## The problem
What you return should match the data exactly, from the first line to the last.

[Natural-language object grounding data]

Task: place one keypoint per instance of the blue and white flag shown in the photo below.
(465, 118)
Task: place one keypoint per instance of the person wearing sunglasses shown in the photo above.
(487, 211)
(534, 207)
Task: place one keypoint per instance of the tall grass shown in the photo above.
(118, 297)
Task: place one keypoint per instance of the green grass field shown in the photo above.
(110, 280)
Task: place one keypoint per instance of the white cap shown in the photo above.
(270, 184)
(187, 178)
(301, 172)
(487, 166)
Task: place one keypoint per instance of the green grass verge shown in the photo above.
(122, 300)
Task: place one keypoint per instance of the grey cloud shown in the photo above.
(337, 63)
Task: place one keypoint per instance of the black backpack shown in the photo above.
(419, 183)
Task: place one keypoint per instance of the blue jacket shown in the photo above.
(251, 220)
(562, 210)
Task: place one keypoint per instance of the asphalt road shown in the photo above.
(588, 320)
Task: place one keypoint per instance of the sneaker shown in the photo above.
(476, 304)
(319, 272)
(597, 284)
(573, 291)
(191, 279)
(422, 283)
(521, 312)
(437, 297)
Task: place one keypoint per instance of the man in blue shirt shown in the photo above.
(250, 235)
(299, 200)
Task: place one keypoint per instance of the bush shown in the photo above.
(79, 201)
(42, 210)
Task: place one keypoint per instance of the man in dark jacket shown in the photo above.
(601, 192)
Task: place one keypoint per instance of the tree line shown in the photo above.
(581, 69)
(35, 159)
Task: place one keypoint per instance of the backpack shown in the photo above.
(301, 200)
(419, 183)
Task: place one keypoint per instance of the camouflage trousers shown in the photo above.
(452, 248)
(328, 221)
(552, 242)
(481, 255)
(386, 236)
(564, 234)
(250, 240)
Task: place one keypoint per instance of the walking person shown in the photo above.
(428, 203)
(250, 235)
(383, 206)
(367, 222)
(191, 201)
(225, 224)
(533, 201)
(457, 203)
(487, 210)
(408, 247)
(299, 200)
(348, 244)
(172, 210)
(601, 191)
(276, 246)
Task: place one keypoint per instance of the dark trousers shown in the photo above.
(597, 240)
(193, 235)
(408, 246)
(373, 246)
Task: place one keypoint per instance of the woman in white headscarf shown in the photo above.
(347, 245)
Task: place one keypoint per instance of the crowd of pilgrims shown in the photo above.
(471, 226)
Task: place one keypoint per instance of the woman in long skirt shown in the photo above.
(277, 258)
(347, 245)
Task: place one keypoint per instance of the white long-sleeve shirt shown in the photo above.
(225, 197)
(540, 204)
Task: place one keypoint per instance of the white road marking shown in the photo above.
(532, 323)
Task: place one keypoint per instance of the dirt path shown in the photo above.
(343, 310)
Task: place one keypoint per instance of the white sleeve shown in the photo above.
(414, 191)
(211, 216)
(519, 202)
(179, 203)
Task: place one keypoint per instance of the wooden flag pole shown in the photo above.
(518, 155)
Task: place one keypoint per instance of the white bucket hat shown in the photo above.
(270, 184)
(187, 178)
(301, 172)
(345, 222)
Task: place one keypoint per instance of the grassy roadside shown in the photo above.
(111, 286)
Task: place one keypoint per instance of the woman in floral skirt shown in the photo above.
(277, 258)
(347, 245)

## Answer section
Task: place one keypoint per instance of the blue and white flag shown in the photo below.
(465, 118)
Task: place one keypoint per instance of the person wearing sunglasses shown in the photo above.
(487, 211)
(534, 207)
Task: place one keypoint per instance of the tall grass shown in the photo above.
(118, 297)
Task: place one keypoint per instance of the green grass field shown in the photo above.
(110, 280)
Task: place one keypoint per instance of the white cap shown in the photo above.
(270, 184)
(187, 178)
(301, 172)
(487, 166)
Task: place one keypoint per instance of the green grass verge shown in the photo above.
(122, 300)
Task: place one keypoint per instance of the grey cloud shown in the photo above.
(337, 63)
Task: place one keypoint per instance of the black backpack shown in the photo above.
(419, 183)
Task: place one keypoint per instance of the blue jacket shown in the photo above.
(251, 220)
(562, 210)
Task: place one keypoint per instance of the asphalt road shown in the photo above.
(588, 320)
Task: place one keypoint per instance of the sneaker shown in the photo above.
(476, 304)
(319, 272)
(597, 284)
(573, 291)
(191, 279)
(422, 283)
(521, 312)
(437, 297)
Task: place one keypoint per instance of the man in blue shirt shown in the photo above.
(250, 235)
(299, 200)
Task: place one keypoint per instance of the bush shown in the photo above.
(79, 201)
(42, 210)
Task: place one keypoint per instance of the man in dark jacket shown in the photo above.
(601, 192)
Task: place one keypoint per instance of the tree line shown in the photo above.
(581, 69)
(35, 159)
Task: place one keypoint per instance of the backpack shown in the photo above.
(301, 200)
(419, 183)
Task: place one keypoint per instance of the camouflage trousers shown in the photo above.
(452, 248)
(328, 221)
(552, 242)
(481, 255)
(386, 236)
(564, 234)
(250, 240)
Task: place one keypoint per instance of the walking person shown in the photo above.
(428, 203)
(250, 235)
(383, 206)
(367, 222)
(191, 201)
(225, 224)
(533, 201)
(457, 203)
(487, 210)
(408, 247)
(299, 200)
(348, 244)
(172, 210)
(601, 191)
(276, 246)
Task: place one keypoint per instance of the dark trousers shown in the photo above.
(597, 240)
(193, 235)
(408, 246)
(373, 246)
Task: place one keypoint per instance of the woman in white headscarf shown in the photo above.
(347, 245)
Task: place one keypoint per instance of the crowd of pilgrims shown in the photo above.
(471, 226)
Task: place one keypoint per instance of the woman in long skirt shown in the photo above.
(277, 258)
(347, 245)
Task: place one keypoint per instance of the white long-sleeve shirt shown in the photo above.
(225, 197)
(540, 204)
Task: place one keypoint per instance of the white road marking shown in the photo above.
(532, 323)
Task: place one keypoint per instance of the dirt path shown in the photo above.
(343, 310)
Task: place one keypoint per instance of the white sleeve shown in the photo above.
(414, 191)
(211, 216)
(519, 202)
(179, 203)
Task: place one keypoint per instance of the wooden flag pole shown in the photo above.
(518, 155)
Task: place one keypoint per instance of the white bucket hat shown in the photo above.
(270, 184)
(187, 178)
(301, 172)
(345, 222)
Task: place one keypoint per instance of the grassy roadside shown in the photo above.
(111, 286)
Task: place one keypoint per instance of the woman in floral skirt shown in the photo above.
(277, 258)
(347, 245)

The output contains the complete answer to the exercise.